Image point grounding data
□ □ □ □ □ □ □
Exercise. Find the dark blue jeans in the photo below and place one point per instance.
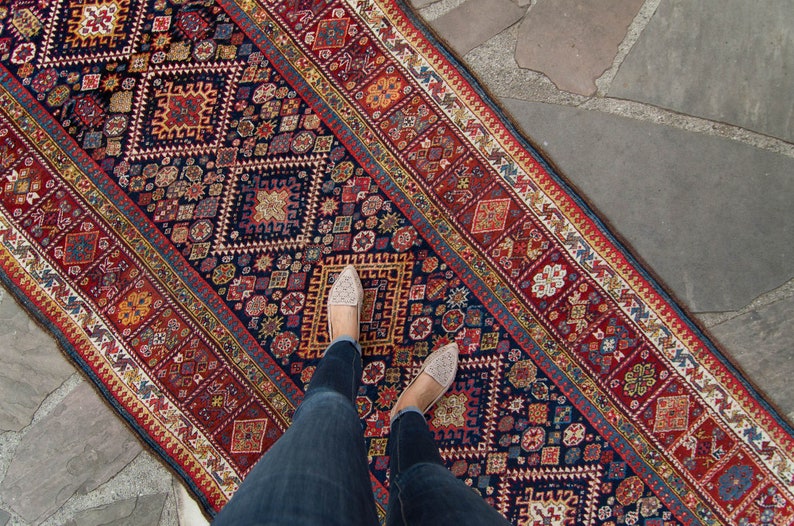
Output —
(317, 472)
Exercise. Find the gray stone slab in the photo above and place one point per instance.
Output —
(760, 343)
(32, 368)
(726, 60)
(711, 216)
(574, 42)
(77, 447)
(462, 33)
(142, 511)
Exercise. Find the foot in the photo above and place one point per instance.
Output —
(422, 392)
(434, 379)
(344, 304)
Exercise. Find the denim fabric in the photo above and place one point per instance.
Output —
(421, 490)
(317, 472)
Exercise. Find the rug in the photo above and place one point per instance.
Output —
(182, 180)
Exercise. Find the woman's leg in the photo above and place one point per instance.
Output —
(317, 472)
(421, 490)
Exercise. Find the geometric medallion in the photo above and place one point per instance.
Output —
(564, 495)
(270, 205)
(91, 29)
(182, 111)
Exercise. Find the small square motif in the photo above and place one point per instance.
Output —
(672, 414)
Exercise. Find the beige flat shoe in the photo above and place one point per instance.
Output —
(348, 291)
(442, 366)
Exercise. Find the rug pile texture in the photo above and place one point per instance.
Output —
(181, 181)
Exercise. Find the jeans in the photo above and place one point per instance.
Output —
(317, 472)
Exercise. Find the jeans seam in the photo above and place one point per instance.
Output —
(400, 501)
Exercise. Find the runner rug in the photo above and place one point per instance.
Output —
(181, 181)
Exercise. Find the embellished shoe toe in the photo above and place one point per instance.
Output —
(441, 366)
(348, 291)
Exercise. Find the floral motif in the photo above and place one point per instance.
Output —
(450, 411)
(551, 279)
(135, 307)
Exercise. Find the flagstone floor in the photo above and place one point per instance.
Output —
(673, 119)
□ □ □ □ □ □ □
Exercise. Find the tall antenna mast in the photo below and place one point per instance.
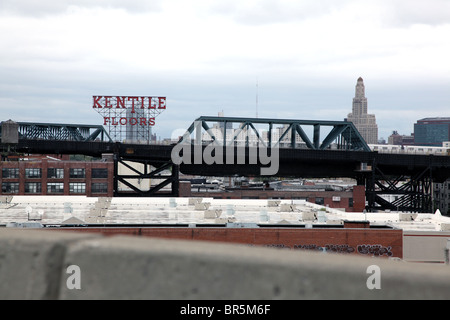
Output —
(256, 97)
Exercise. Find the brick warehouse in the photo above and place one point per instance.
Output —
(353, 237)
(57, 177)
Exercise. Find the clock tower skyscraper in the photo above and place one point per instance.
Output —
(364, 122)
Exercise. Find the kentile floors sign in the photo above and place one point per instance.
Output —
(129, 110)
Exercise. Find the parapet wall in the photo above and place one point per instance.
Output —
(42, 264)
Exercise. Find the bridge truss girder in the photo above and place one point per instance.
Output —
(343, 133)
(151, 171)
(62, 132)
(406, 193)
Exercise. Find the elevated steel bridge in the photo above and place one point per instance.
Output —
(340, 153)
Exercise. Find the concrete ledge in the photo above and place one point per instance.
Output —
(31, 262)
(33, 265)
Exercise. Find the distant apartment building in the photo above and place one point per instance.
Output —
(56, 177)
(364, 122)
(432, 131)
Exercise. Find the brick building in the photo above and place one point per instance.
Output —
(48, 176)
□ □ □ □ □ □ □
Required work
Your answer must be a single number: the count of lines above that contain the string "brick".

Reply to the task
2